Task details: Put every line of the rows below into a numbered list, skipping any blank lines and leaving the pictures out.

____________

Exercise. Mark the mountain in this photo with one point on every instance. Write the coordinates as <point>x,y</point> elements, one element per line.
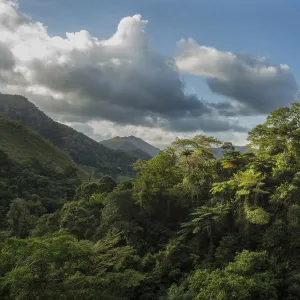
<point>92,155</point>
<point>26,146</point>
<point>219,151</point>
<point>133,145</point>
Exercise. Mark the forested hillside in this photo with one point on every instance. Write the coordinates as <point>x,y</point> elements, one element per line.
<point>81,148</point>
<point>133,145</point>
<point>188,226</point>
<point>35,176</point>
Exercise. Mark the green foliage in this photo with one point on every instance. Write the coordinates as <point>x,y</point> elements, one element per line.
<point>188,226</point>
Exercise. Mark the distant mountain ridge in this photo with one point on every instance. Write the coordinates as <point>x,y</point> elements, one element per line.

____________

Complete output:
1. Exercise. Mark the mountain in this photo with one point on every instance. Write the coordinates as <point>x,y</point> elements, one element per line.
2. <point>92,155</point>
3. <point>26,146</point>
4. <point>219,151</point>
5. <point>133,145</point>
6. Exercise. Mark the forested hillside in this photo with one point on every instance. Write the coordinates as <point>x,y</point> elements, one element per line.
7. <point>81,148</point>
8. <point>133,145</point>
9. <point>188,226</point>
10. <point>35,176</point>
11. Exercise. Mark the green foliage in this photo with one point on every instance. Write the coordinates as <point>x,y</point> elements, one element per line.
12. <point>188,226</point>
13. Exercise. Mark the distant mountain ridge in this photo with one point on every instance. Write the coordinates as <point>x,y</point> elements, one element per line.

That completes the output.